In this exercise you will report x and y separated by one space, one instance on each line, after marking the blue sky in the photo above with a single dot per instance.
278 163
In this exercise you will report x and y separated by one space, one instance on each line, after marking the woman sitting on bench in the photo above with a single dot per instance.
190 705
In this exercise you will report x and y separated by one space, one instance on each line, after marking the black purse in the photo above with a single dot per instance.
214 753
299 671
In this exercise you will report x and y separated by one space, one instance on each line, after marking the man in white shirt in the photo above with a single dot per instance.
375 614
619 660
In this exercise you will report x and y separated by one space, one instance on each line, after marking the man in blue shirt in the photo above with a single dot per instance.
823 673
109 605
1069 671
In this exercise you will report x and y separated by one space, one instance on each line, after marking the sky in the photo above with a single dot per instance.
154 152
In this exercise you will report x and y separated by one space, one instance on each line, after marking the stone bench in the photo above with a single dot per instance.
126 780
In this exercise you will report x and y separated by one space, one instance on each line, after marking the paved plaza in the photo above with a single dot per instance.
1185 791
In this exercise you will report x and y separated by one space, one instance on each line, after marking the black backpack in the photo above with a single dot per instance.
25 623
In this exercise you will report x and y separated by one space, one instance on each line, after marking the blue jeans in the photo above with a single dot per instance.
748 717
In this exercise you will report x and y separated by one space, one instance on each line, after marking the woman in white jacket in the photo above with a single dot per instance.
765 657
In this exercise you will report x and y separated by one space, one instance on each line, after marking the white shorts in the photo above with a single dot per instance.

--------------------------------------------------

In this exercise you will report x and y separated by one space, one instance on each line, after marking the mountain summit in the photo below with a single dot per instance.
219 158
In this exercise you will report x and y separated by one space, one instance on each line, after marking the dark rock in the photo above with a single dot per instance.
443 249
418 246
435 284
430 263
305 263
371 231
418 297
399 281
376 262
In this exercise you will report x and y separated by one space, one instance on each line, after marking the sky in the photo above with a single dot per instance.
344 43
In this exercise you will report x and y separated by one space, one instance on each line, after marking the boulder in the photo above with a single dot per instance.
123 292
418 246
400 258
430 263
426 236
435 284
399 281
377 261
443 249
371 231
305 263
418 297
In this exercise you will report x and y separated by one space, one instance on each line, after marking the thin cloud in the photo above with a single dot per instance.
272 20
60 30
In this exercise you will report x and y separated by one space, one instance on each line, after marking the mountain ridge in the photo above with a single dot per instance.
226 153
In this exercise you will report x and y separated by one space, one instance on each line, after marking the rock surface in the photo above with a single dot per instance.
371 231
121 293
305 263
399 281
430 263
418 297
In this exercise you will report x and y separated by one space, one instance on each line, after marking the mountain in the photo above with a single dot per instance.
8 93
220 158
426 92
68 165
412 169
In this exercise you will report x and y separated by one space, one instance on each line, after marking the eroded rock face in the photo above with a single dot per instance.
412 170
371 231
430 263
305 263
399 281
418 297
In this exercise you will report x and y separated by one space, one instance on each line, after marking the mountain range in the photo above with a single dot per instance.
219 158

--------------------------------------------------

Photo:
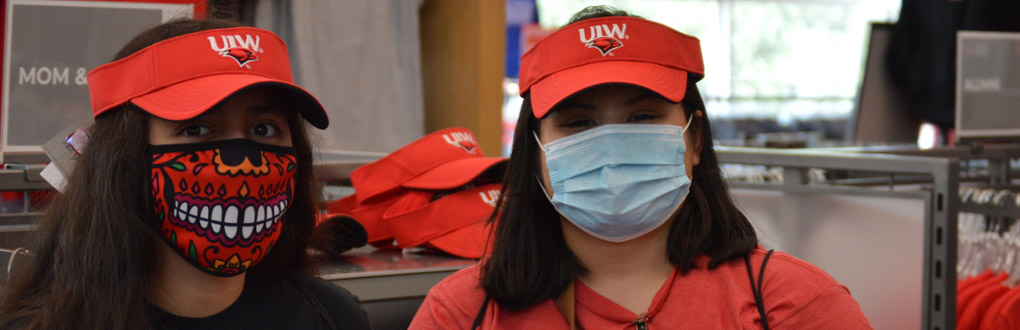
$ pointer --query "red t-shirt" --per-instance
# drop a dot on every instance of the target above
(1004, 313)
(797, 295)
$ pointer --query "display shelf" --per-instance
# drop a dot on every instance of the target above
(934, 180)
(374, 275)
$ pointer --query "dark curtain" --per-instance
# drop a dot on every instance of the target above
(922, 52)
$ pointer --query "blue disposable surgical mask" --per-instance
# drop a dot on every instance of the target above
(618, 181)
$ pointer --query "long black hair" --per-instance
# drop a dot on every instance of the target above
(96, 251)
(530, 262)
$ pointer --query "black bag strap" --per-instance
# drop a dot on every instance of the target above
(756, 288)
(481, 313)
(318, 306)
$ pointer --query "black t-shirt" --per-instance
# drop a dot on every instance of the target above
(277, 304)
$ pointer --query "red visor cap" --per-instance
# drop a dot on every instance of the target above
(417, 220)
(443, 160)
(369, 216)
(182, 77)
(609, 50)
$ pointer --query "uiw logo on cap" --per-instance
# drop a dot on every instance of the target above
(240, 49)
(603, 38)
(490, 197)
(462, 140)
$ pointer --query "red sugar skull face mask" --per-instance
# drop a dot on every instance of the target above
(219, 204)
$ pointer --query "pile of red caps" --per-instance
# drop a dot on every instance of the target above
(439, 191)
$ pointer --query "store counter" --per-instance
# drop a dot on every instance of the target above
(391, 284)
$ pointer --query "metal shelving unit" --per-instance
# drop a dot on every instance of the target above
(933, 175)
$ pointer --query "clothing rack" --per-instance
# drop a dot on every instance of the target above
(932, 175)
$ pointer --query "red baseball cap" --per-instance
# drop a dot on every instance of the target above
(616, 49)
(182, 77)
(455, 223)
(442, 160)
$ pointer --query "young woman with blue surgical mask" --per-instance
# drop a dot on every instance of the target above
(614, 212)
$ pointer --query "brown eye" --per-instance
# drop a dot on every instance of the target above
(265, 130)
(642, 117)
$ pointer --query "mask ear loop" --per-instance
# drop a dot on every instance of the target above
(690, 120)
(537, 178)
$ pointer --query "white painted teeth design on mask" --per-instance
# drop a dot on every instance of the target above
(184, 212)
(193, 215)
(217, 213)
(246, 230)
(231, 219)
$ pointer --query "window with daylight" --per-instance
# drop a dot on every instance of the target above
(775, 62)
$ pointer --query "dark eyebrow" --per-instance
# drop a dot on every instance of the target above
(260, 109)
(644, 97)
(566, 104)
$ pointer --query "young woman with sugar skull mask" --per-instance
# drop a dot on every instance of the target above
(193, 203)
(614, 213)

--------------------------------------------------

_ASSIGNMENT_.
Checking each line above, count the ones that hold the word "surgical" and state the total alone.

_SOLVED PROBLEM_.
2